_Problem to solve_: Reproduce every row below unchanged, except swap each "marker" for "pin".

-----

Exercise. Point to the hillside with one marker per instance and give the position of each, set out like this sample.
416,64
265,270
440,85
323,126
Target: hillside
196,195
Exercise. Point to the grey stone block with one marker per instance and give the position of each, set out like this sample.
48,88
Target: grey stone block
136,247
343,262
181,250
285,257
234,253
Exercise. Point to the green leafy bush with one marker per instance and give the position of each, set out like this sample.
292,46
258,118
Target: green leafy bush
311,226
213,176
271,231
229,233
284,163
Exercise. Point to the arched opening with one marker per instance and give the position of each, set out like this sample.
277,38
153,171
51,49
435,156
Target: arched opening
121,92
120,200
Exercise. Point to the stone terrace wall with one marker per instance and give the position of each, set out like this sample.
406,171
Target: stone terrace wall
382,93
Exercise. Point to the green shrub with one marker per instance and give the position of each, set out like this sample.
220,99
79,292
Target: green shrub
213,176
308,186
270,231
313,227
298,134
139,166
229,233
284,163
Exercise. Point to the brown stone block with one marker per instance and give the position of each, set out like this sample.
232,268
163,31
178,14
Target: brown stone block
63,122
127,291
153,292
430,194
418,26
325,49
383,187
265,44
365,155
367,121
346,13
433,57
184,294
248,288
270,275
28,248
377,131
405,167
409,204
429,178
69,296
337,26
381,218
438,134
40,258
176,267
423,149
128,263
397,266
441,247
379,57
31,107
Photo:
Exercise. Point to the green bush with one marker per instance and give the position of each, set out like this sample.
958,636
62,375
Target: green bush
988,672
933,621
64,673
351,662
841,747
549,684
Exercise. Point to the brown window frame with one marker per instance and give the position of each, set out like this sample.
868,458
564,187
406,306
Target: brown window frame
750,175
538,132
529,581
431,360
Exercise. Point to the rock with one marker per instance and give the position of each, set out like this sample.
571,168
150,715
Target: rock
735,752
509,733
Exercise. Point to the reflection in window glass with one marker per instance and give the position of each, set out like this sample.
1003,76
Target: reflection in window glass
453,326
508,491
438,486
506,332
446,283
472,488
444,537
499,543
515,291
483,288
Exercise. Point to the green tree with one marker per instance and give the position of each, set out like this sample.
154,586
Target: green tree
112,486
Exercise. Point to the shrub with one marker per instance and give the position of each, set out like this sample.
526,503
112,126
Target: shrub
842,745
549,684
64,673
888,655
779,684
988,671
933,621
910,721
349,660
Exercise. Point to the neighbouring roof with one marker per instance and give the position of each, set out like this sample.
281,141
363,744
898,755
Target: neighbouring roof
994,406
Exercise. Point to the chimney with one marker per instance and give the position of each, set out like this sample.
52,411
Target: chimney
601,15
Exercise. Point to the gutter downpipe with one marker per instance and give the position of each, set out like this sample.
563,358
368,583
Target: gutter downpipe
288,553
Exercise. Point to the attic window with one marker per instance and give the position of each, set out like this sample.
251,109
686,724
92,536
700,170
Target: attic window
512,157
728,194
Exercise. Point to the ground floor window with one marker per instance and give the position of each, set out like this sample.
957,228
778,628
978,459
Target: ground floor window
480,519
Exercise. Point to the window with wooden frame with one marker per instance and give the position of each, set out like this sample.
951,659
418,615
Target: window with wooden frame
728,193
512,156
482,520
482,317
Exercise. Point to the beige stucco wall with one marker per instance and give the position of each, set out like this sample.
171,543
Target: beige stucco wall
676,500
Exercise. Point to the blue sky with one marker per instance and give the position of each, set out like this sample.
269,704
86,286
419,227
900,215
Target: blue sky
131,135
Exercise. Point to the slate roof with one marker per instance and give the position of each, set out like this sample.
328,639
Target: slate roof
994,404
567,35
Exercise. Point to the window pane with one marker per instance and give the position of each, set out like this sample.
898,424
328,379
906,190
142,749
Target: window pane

-----

_The solution_:
Exercise. Point to the hillside with one pin per instance and give the position of each, set out like this sample.
416,64
265,270
440,85
323,126
Target: hillside
196,195
Exercise. Point to the grey stone block with one pin per instance and give the position of each, set out like this sample.
48,88
Target: grey stone block
136,247
343,262
181,250
285,257
234,253
Exercise. Point to the green leafy bush with one pin per instance and give the position of each, set out like this sample.
292,46
258,118
Target: green leafy bush
311,226
213,176
271,231
229,233
284,163
Exercise. Point to the arched opening with one pin per instance and give the position of each, set out like this sample.
277,38
153,171
51,49
435,156
Target: arched opening
121,92
120,200
Exercise. Point to the stone terrace wall with one pin per instance and give the position of each, set out like this sample.
406,171
Target: stone terrace wall
382,93
Exercise. Point to the green shrub with one pin per instance and give the position of each, set out like this sample.
220,99
79,292
Target: green shrub
213,176
308,186
270,231
313,227
298,134
139,166
229,233
284,163
Exercise. Point to the brown stone block with one pin per instance and give the position of each, set out like this sample.
232,268
163,31
178,14
Target: brown stone block
63,122
127,291
153,292
430,194
418,26
325,49
383,187
265,44
365,155
367,121
346,13
433,57
184,294
248,288
270,275
28,248
377,131
405,167
409,204
429,178
69,296
337,26
381,218
438,134
40,258
176,267
423,149
128,263
397,266
441,247
379,57
31,107
Photo:
Exercise. Point to the green bush with one pin per instance and give the position of each, set out like this sample.
958,636
62,375
Target: green bush
988,672
933,621
64,673
351,662
841,747
549,684
Exercise. Point to the brown window frame with one pin per instance and give the position of each, set out like this sample.
868,458
564,187
406,306
Target: brown window frame
750,175
538,132
529,581
431,360
Exercise. Point to the rock with one pin per instance and give the position of each, set out like this sample.
571,168
150,715
Target: rock
735,752
509,733
Exercise. Point to the reflection in window glass with one pin per instance and give the position of each, set out like this sample.
1003,76
Target: reflection in window glass
453,326
508,491
438,486
506,332
446,283
472,488
444,537
499,543
515,291
483,288
Exercise. Point to the green tree with one pin per instance and give the position of each, set out like this sample.
154,586
Target: green tree
112,486
Exercise. Point to the shrub with one pin per instance and give the position of each, set out like this sample.
526,503
112,126
Target: shrub
842,745
549,684
64,673
888,655
779,684
988,671
933,621
910,721
349,660
Exercise. Point to the neighbouring roof with one pin per instance and give the position of each, set out like this sample.
281,141
363,744
898,755
Target: neighbouring roof
994,406
Exercise. Point to the chimney with one pin per instance and give the position of each, set out like this sample.
52,411
Target: chimney
601,15
Exercise. Point to the gutter downpipe with one pin per instance and give the position of each, set out like this sample.
563,358
368,583
Target: gutter downpipe
288,553
Exercise. Point to the attic window with one pin per instance and give the position of each, set out like this sample.
251,109
686,724
92,536
700,170
Target: attic window
512,157
728,194
Exercise. Point to the ground floor window with one pin per instance and give the position of each, set out like this sample.
957,228
778,628
978,459
Target: ground floor window
480,519
Exercise. Point to the window with wooden frame with one pin per instance and give the position of each, set out like this sample.
951,659
418,615
Target: window with wooden frame
728,193
512,156
482,520
482,317
Exercise. Point to the beige stucco wall with one pin per instance and give the position of each, set out like this sample.
171,543
Target: beige stucco wall
676,500
Exercise. Point to the blue sky with one pin per instance and give the position of each, set out like this sample.
269,704
86,286
419,227
900,215
Target: blue sky
131,135
Exercise. Point to the slate roof with one pin per instance and give the position of each, set out like this sample.
328,639
Target: slate roof
994,404
567,35
Exercise. Point to the window pane with one pin per instance and give the position of each, set out like this sample.
898,424
328,379
906,190
142,749
Target: window pane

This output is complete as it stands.